## BEGIN
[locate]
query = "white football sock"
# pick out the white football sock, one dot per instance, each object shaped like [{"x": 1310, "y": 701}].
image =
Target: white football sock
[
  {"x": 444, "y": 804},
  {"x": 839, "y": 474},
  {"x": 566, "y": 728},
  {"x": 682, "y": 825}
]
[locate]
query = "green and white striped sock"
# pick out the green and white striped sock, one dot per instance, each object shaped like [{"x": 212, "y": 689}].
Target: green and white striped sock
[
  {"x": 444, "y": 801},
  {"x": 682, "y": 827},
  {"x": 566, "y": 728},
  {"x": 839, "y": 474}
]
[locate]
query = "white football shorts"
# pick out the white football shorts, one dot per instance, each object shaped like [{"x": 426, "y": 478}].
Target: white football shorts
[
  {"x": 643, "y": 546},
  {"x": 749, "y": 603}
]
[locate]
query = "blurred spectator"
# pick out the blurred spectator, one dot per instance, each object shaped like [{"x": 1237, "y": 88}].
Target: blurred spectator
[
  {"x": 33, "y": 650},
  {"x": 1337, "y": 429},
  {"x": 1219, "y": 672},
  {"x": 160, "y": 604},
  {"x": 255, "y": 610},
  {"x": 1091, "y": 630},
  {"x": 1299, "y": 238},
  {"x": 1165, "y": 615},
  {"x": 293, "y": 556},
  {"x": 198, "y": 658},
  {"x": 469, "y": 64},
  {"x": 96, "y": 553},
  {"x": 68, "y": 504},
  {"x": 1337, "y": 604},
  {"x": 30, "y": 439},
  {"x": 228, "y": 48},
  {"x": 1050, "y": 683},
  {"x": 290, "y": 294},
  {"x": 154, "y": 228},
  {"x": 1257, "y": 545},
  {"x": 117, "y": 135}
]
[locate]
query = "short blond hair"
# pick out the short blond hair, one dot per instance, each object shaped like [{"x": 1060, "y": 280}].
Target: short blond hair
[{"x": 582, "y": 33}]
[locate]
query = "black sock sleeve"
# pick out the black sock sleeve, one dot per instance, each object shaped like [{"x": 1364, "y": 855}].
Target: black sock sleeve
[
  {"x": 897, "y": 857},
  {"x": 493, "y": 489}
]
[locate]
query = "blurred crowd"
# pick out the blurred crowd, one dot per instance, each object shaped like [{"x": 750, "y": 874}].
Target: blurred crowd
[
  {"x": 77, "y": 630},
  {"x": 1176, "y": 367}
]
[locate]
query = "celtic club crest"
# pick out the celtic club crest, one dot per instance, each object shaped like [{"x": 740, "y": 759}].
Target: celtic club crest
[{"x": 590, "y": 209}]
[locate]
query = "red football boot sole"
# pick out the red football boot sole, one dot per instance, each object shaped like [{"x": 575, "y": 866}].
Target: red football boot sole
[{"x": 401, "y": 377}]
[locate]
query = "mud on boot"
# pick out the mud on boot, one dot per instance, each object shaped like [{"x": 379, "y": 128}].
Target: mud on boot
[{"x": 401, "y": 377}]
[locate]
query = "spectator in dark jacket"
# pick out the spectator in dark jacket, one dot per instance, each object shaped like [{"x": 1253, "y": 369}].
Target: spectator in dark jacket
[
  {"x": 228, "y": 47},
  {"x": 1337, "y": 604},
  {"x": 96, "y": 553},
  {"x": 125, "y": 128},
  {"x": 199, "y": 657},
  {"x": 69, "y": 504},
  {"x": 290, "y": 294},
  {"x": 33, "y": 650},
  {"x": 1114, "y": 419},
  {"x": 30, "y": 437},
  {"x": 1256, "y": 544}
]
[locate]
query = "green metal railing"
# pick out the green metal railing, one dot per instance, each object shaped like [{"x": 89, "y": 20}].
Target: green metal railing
## END
» Exercise: Count the lines of the records above that contain the string "crest", and give only that number.

» Worked solution: 3